TASK TO COMPLETE —
Can you copy every item below word for word, leaving the pictures out?

[Pointing items for named objects]
##############################
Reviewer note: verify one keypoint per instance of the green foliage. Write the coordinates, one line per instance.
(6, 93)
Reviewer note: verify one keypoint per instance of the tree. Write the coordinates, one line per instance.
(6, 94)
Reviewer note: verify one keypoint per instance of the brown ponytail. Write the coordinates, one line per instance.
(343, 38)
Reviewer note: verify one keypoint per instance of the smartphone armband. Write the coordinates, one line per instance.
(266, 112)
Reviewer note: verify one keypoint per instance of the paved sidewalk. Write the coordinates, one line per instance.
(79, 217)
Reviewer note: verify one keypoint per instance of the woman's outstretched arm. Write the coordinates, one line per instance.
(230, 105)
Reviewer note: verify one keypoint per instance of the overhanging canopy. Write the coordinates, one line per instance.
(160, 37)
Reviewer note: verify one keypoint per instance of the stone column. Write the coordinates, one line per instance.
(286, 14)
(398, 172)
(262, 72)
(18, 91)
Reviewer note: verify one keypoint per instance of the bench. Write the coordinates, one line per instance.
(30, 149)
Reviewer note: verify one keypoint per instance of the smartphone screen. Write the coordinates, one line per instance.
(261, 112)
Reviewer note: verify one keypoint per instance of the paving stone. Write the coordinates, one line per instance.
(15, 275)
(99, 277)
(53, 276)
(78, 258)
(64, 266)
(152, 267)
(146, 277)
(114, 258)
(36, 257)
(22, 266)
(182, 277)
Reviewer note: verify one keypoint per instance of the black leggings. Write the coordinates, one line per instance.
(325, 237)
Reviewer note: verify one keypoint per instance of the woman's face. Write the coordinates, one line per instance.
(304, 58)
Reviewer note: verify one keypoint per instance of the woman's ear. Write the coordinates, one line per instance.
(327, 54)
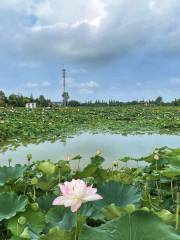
##############################
OUTPUT BELOW —
Reviewer note: verify one keypoint per instance of the green foliage. Write the coordinates, one line per instance.
(6, 93)
Reviewer note: verify one keypoint per instance of the tree. Write the coordinates, one line per instance.
(6, 94)
Reviewer note: verify one keypoint per instance of the brown ponytail. Write the coordinates, one line per instance.
(343, 38)
Reviewer note: verify one keypoint per instance of the smartphone armband. Write the coordinates, one line per instance.
(266, 112)
Reviewer note: verify one keypoint per instance of the paved sidewalk. Write the coordinates, one line per instance.
(79, 217)
Reviewer note: verify one keypoint per instance of the woman's outstretched arm. Write the coordinates, one line per instance.
(230, 105)
Reviewer note: verify one keypoint per instance of the overhanging canopy. Write the coordinates, one line per instance.
(160, 37)
Reviewer note: verify one keypoint per instance of the stone column. Write the coordinates, one line per instance.
(286, 14)
(398, 172)
(262, 72)
(18, 91)
Reviewer note: verify one keypoint per instance of the bench. Write the coordinates, one line per instance.
(30, 149)
Reviewer note: verify one keypoint per instance of the smartphone screen. Write the coordinates, one line per instance.
(261, 112)
Reviewer note: verify one keypoint per instance of the paving stone. Write the coordinates, one line per instance.
(15, 275)
(99, 277)
(53, 276)
(78, 258)
(64, 266)
(152, 267)
(146, 277)
(114, 258)
(36, 257)
(22, 266)
(182, 277)
Reviewer note: verify one keypoint per instance of the black leggings. Write the coordinates, one line per instance.
(325, 237)
Reviewer note: verify one keypoint per instance of the woman's face. Write the coordinates, one line per instance.
(304, 58)
Reviewer note: verify one keypoint per instance of the woman's ear. Write the coordinates, one line per instance.
(327, 54)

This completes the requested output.